### Object point labels
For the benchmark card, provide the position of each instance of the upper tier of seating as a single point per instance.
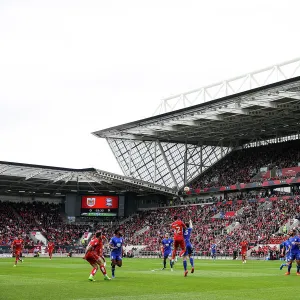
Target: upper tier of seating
(242, 165)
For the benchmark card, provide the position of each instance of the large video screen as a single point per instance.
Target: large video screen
(99, 206)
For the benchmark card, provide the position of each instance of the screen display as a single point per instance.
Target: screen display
(99, 206)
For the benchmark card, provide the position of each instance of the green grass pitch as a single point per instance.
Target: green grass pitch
(63, 278)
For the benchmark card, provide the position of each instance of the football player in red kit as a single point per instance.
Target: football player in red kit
(178, 227)
(16, 247)
(50, 248)
(93, 256)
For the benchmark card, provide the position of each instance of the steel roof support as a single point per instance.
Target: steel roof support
(167, 164)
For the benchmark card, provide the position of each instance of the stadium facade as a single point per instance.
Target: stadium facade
(192, 131)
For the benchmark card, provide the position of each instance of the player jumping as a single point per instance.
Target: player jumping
(294, 253)
(244, 246)
(189, 248)
(92, 251)
(286, 251)
(16, 248)
(213, 251)
(166, 250)
(50, 248)
(178, 227)
(116, 246)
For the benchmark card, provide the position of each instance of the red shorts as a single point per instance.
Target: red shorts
(179, 243)
(92, 257)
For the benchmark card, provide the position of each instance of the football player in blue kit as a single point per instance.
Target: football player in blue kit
(213, 251)
(294, 253)
(285, 248)
(166, 249)
(116, 246)
(189, 248)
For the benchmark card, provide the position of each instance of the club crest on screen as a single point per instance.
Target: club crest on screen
(90, 201)
(108, 202)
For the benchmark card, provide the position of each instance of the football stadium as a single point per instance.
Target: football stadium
(207, 207)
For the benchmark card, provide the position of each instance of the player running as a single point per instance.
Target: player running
(50, 248)
(166, 250)
(116, 246)
(16, 248)
(286, 251)
(213, 251)
(92, 251)
(189, 248)
(244, 246)
(294, 253)
(178, 227)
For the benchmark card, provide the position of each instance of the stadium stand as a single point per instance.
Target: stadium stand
(242, 166)
(259, 220)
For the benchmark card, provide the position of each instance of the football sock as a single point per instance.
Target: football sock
(103, 270)
(165, 262)
(192, 261)
(184, 265)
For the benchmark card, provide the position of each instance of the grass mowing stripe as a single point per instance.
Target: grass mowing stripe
(64, 278)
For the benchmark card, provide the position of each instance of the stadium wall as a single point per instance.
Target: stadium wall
(73, 205)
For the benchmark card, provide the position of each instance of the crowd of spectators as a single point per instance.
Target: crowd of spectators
(257, 217)
(257, 222)
(241, 166)
(11, 226)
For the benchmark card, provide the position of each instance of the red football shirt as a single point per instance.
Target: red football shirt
(97, 245)
(178, 227)
(18, 244)
(244, 246)
(50, 246)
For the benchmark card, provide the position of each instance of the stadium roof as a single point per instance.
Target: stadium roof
(26, 179)
(197, 128)
(271, 111)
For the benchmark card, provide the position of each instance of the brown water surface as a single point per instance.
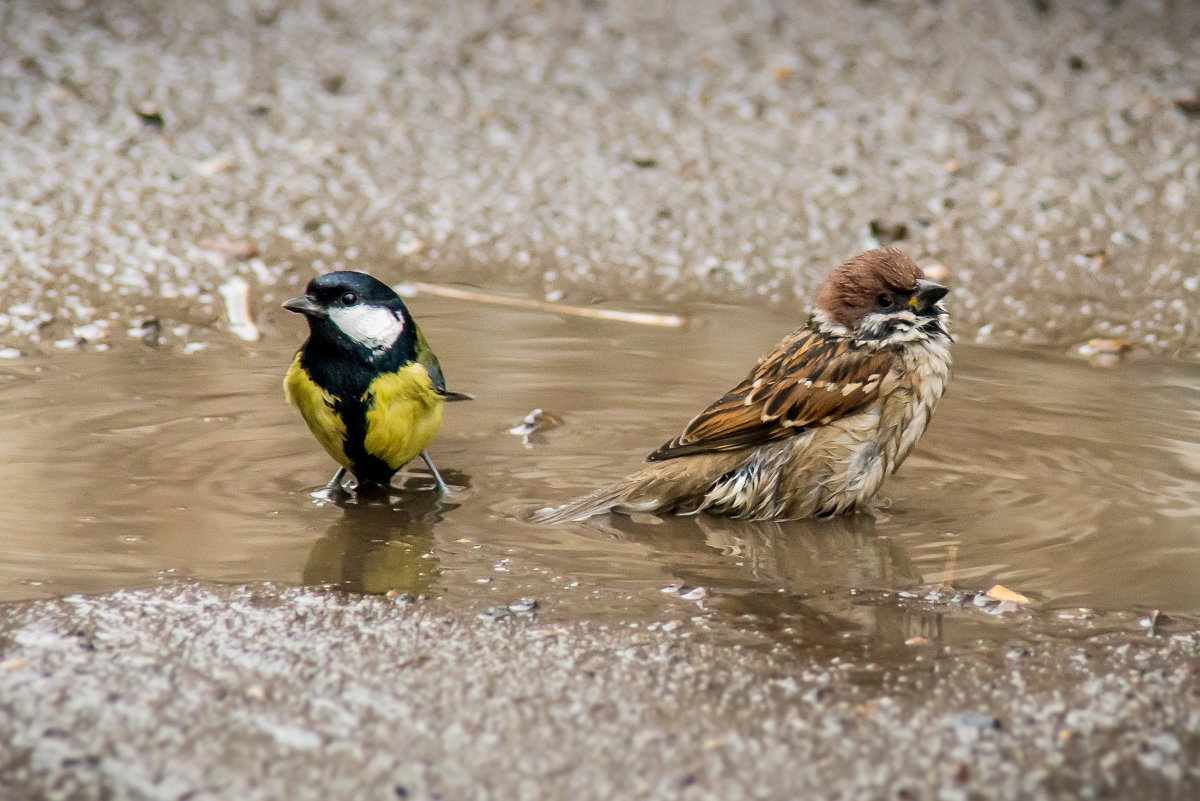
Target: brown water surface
(1072, 485)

### REQUIRED TASK
Transcribe every entry word for word, but omit the pictures.

### EXERCISE OUTPUT
For the benchmark card, provide the position of each instance of the upper tier of seating as a single point per instance.
Target: upper tier of seating
(242, 165)
For the benchmark card, provide the position of each instance of the large video screen as a single point per instance.
Target: large video screen
(99, 206)
For the benchmark card, provide the position of each instance of the screen display as a single point per instance.
Target: screen display
(99, 206)
For the benchmark card, provide the position of each instance of the green grass pitch as a single point per instance.
Target: green grass pitch
(63, 278)
For the benchmark card, provide the position of each instance of the football player in red kit as a single point per instance.
Target: football player in red kit
(178, 227)
(16, 247)
(50, 248)
(93, 256)
For the benchmark card, provide the position of each instance of the steel roof support as a single point per instance.
Target: steel roof support
(167, 164)
For the benchmark card, provide the position of each instance of the stadium facade as a single point per instance.
Target: stadium facade
(192, 131)
For the benchmark card, provide the position of each instance of the player jumping as a single point per instance.
Target: player jumping
(294, 253)
(244, 246)
(189, 248)
(92, 251)
(286, 251)
(16, 248)
(213, 251)
(166, 250)
(50, 248)
(178, 227)
(116, 246)
For the benchmark card, provide the position of each instance of the red shorts as a single point per instance.
Target: red shorts
(179, 243)
(92, 257)
For the benchmark card, provide the position of each instance of the football player in blue kit as a single point per instance.
Target: football player in blue kit
(213, 251)
(294, 253)
(285, 248)
(166, 249)
(116, 246)
(189, 248)
For the benchmark card, provide the position of each instance of the club crest on screen as a single point per instance.
Target: club crest on screen
(90, 201)
(108, 202)
For the benchmark card, provide the position of each instance of the football stadium as a single point per instance.
Target: football stadium
(207, 207)
For the benchmark card, provide the position of each instance of the player running as a single point per instance.
Target: player running
(50, 248)
(166, 250)
(116, 246)
(16, 248)
(286, 251)
(213, 251)
(92, 251)
(189, 248)
(244, 246)
(294, 253)
(178, 227)
For the benchmark card, provide the position of each instance of the stadium stand as a single point per instance.
Target: stadium stand
(242, 166)
(259, 220)
For the benchmark card, provide the position of each instance of the football sock as a single point per instance.
Target: football sock
(103, 270)
(165, 262)
(192, 261)
(184, 265)
For the benchmark card, provide the position of each instance of the grass mowing stripe as a single point per instance.
Target: grass mowing stripe
(64, 278)
For the benchmark card, provide the position of each instance of the stadium wall as a single point per instance.
Target: stadium wall
(73, 205)
For the benchmark card, provide the position of each instance of the crowd of spectators as a single point per instance.
Target: crowd of spectators
(257, 217)
(257, 222)
(241, 166)
(11, 226)
For the benchmark card, provide the position of each instance of the red football shirt as a single point per instance.
Target: red football shirt
(97, 245)
(178, 227)
(18, 244)
(244, 246)
(50, 246)
For the benchmark card, provide the position of each instance of the stadium roof as a single point per instance.
Target: stadium roof
(26, 179)
(197, 128)
(271, 111)
For the benchmark card, provide the position of each instance of the brown water surface as a single point per instance.
Target: brown water surface
(1072, 485)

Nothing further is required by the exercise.